§ **WHAT TO DO**: Restate the following entries exactly, including every line.

═════ RECORDS PROVIDED

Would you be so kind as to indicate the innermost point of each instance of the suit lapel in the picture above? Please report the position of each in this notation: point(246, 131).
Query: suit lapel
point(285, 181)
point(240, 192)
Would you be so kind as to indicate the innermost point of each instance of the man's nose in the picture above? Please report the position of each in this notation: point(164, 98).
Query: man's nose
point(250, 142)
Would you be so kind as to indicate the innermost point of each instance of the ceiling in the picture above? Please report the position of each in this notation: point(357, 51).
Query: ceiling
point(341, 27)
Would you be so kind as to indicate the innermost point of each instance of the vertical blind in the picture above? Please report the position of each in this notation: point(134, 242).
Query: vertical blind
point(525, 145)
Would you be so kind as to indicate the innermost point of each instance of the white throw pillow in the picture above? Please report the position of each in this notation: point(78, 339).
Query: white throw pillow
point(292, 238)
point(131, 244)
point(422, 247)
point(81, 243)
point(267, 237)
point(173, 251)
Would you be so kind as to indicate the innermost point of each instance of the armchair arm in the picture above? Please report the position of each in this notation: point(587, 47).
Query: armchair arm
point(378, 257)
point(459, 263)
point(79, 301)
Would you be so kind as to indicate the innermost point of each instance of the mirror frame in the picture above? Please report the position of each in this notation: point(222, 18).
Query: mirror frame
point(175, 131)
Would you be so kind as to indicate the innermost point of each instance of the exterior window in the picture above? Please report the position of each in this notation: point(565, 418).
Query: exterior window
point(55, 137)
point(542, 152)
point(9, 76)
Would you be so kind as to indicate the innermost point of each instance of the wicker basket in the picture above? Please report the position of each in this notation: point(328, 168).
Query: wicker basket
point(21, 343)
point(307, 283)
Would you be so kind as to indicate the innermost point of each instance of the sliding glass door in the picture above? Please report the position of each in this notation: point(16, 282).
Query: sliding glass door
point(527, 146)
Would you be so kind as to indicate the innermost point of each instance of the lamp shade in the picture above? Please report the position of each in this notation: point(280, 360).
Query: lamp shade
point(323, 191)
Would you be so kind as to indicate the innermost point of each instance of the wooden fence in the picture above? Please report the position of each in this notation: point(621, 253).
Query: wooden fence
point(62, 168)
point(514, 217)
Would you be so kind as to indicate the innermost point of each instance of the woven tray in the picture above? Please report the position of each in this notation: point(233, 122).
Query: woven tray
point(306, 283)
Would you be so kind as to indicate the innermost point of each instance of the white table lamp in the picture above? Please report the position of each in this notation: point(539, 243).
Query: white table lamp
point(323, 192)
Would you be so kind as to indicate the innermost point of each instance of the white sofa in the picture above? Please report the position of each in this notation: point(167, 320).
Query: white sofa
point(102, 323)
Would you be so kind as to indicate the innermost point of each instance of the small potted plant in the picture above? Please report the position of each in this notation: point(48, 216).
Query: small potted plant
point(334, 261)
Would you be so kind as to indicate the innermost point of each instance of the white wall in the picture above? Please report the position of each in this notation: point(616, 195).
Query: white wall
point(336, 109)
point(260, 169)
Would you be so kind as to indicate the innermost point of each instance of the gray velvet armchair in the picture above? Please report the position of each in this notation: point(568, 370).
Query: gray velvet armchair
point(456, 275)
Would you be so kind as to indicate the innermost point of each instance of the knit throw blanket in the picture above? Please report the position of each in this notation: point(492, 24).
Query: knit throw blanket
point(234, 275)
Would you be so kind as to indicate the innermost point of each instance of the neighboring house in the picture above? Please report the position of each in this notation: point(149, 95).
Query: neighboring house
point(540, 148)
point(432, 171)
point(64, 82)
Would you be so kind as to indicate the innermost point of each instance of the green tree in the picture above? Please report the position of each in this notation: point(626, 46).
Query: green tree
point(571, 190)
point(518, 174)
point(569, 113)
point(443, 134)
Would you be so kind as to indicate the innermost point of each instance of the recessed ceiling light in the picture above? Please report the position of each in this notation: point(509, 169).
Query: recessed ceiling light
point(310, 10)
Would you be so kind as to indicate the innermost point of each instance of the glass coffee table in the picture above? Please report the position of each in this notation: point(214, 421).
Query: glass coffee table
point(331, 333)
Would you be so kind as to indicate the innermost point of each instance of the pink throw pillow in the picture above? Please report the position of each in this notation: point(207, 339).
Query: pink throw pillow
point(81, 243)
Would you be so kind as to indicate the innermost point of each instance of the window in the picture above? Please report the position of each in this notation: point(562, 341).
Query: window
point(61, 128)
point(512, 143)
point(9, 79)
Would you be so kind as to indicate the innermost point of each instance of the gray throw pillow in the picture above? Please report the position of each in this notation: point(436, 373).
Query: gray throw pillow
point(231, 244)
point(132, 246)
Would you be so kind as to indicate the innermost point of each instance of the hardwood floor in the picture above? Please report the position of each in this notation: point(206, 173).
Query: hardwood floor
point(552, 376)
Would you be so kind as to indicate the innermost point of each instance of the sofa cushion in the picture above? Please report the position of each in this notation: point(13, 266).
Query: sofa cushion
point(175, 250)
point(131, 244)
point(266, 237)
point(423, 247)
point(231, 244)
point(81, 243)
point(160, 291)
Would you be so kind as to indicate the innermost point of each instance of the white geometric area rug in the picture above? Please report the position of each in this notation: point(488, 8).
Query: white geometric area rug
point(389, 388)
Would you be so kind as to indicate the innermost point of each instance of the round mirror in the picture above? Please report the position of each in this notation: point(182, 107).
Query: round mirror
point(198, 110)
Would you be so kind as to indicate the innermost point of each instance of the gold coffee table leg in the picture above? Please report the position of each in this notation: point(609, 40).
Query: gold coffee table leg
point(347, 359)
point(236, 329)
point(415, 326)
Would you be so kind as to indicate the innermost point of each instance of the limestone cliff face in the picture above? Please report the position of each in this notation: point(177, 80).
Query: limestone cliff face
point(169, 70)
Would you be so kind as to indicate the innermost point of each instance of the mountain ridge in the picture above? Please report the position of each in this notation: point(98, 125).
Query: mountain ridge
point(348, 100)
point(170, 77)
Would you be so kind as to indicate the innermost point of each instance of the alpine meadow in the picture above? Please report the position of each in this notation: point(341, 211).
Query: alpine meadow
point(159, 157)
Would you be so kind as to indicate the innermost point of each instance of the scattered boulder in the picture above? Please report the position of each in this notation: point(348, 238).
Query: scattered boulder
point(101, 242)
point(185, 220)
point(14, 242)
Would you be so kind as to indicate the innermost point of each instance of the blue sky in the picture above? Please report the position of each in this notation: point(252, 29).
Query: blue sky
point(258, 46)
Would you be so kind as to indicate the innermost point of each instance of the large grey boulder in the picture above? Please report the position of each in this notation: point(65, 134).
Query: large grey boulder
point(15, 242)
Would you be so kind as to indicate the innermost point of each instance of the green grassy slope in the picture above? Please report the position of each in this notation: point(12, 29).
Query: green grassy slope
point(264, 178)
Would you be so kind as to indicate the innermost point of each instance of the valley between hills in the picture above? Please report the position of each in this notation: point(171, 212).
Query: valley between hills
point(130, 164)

══════════

§ **SOLVED EXERCISE**:
Would you be so kind as to indicate the innermost point of each instance of the suit lapel in the picture above? Please report the position of each in this notation: point(246, 131).
Query: suit lapel
point(285, 181)
point(240, 192)
Would you be so kind as to indicate the innermost point of each instance of the man's nose in the picture above? Please report the position of each in this notation: point(164, 98).
Query: man's nose
point(250, 142)
Would you be so kind as to indicate the innermost point of each instance of the ceiling in the picture above? Please report the position of each in this notation: point(357, 51).
Query: ceiling
point(341, 27)
Would you be so kind as to indicate the innermost point of each instance of the vertical blind in the picture above? Please report the position of each in this notation: point(134, 242).
Query: vertical blind
point(525, 145)
Would you be so kind as to indicate the innermost point of each instance of the white throw pillow in the picture above? Please report the position of each in this notation: point(78, 339).
Query: white throw pillow
point(292, 238)
point(131, 244)
point(422, 247)
point(81, 243)
point(267, 237)
point(173, 251)
Would you be so kind as to indicate the innermost point of each instance of the armchair arm in the picture above? Please report the position of each in this notation: point(587, 47).
Query: armchair arm
point(378, 257)
point(459, 263)
point(79, 301)
Would you be so kind as to indicate the innermost point of each instance of the mirror frame in the picture above? Please report the position of each in this notation: point(222, 18).
Query: mirror frame
point(175, 131)
Would you be so kind as to indicate the innermost point of each instance of the exterior window in the picture above? Please report the position of each in this notation: point(565, 418).
Query: exterior window
point(55, 137)
point(542, 152)
point(9, 76)
Would you be so kind as to indicate the innermost point of each instance of the wicker basket in the picture above? Please report the position of each in this notation: point(328, 168).
Query: wicker basket
point(21, 343)
point(307, 283)
Would you be so kind as to indicate the innermost point of each instance of the sliding glass door in the picture above? Please report the position of each in this notation: point(16, 282).
Query: sliding glass door
point(527, 146)
Would you be so kind as to indicate the innermost point of each instance of the lamp shade in the picture above? Please report the position of each in this notation: point(280, 360).
Query: lamp shade
point(323, 191)
Would you be so kind as to indicate the innermost point of each instance of the wooden fence in the picture above? Please report the position of each in this notation: point(621, 253).
Query: wooden fence
point(62, 168)
point(514, 217)
Would you be so kind as to indicate the innermost point of each instance of the woven tray in the picture above? Please report the position of each in this notation: point(233, 122).
Query: woven tray
point(306, 283)
Would you be so kind as to indicate the innermost point of each instance of the white table lamp in the picture above? Please report the position of each in this notation: point(539, 243).
Query: white table lamp
point(323, 192)
Would you be so kind as to indicate the innermost point of each instance of the white sofa in the picture above? Please report the position of each in this notation: point(167, 320).
Query: white sofa
point(102, 323)
Would you be so kind as to indicate the innermost point of each instance of the small potted plant in the picture above? Please report the position of each in this notation: point(48, 216).
Query: small potted plant
point(334, 261)
Would you be so kind as to indicate the innermost point of each instance of the white wall in the picture above? Please report the position of each in this notation: point(616, 195).
Query: white wall
point(336, 109)
point(260, 169)
Would you be so kind as to indicate the innermost point of each instance of the gray velvet armchair in the picture above? Please report the position of each in this notation: point(568, 370).
Query: gray velvet armchair
point(456, 275)
Would you be so kind as to indicate the innermost point of each instance of the knit throw blanket in the picture above? Please report the position of each in this notation: point(492, 24).
Query: knit throw blanket
point(234, 275)
Would you be so kind as to indicate the innermost point of each instance of the neighboring house in the picture above? Please report the position of each in this notation: point(149, 95).
Query: neighboring house
point(540, 148)
point(432, 171)
point(64, 82)
Would you be so kind as to indicate the innermost point of each instance of the green tree in the picture above? Please report the position of each in this notation: point(626, 46).
Query: green tree
point(571, 190)
point(518, 174)
point(569, 113)
point(443, 134)
Would you be so kind as to indicate the innermost point of each instance of the recessed ceiling light in the picture above? Please report the position of each in this notation: point(509, 169).
Query: recessed ceiling light
point(310, 10)
Would you be so kind as to indicate the innermost point of each instance of the glass coffee table in the picture above? Please report the position of each in this notation: point(214, 421).
Query: glass coffee table
point(331, 333)
Would you be so kind as to indicate the innermost point of each instance of the pink throw pillow in the picture above? Please report the position of each in this notation: point(207, 339).
Query: pink throw pillow
point(81, 243)
Would you be so kind as to indicate the innermost point of each instance of the window in the picture above? Please report the position of each in this notation: point(562, 341).
Query: window
point(61, 128)
point(512, 143)
point(9, 79)
Would you be so kind as to indicate the innermost point of each instance of the gray throw pillow in the picture above? Please report the position of each in this notation: point(436, 373).
Query: gray throw pillow
point(231, 244)
point(132, 246)
Would you be so kind as to indicate the innermost point of each instance of the hardwood floor in the picture above? Please report the position of each in this notation: point(206, 173).
Query: hardwood floor
point(552, 376)
Would you be so kind as to indicate the innermost point of each instance of the sofa cushion in the picture above? Please report the position of each in this notation: point(13, 266).
Query: sofa cushion
point(175, 250)
point(131, 244)
point(266, 237)
point(423, 247)
point(231, 244)
point(81, 243)
point(160, 291)
Would you be so kind as to indicate the innermost point of each instance of the white geometric area rug in the picture above? Please report the position of each in this notation: point(488, 8).
Query: white geometric area rug
point(389, 388)
Would you be so kind as to indicate the innermost point of each instance of the round mirror in the picture above? Please report the position of each in this notation: point(182, 107).
Query: round mirror
point(198, 110)
Would you be so kind as to indicate the innermost point of each instance of the gold coffee table leg in the picture above? Please report the position of each in this notation: point(609, 40).
Query: gold coffee table leg
point(347, 359)
point(236, 329)
point(415, 326)
Would you be so kind as to indicate the innermost point of each instance of the limestone cliff face in the picture above? Please report the position of each in this notation: point(177, 80).
Query: limestone cliff face
point(169, 70)
Would you be so kind as to indicate the innermost point of each instance of the mountain ridge in the picture above? Please report the position of each in this notation: point(98, 125).
Query: mountain ridge
point(348, 100)
point(170, 77)
Would you be so kind as to indicate the innermost point of each instance of the alpine meadow in the picture above? Please report the position of each in this notation: point(341, 211).
Query: alpine meadow
point(159, 157)
Would you be so kind as to indicate the innermost point of each instance of the scattered boulder in the picture above? Please report the position of each in this notation: point(348, 238).
Query: scattered boulder
point(101, 242)
point(185, 220)
point(14, 242)
Would you be so kind as to indicate the innermost point of each instance of the blue sky in the picture above? Please report the position of each in this notation: point(252, 29).
Query: blue sky
point(258, 46)
Would you be so kind as to indicate the innermost point of each instance of the large grey boulder in the picture above? Please report the position of each in this notation: point(65, 134).
Query: large grey boulder
point(15, 242)
Would you be so kind as to indicate the innermost point of each instance of the green grassy slope in the picture above? Please report the position of each in this notation: point(12, 29).
Query: green grassy slope
point(264, 178)
Would you be so kind as to indicate the innermost point of each instance of the valley between hills in the picture above? Please report the position of each in this notation: point(171, 212).
Query: valley between hills
point(130, 164)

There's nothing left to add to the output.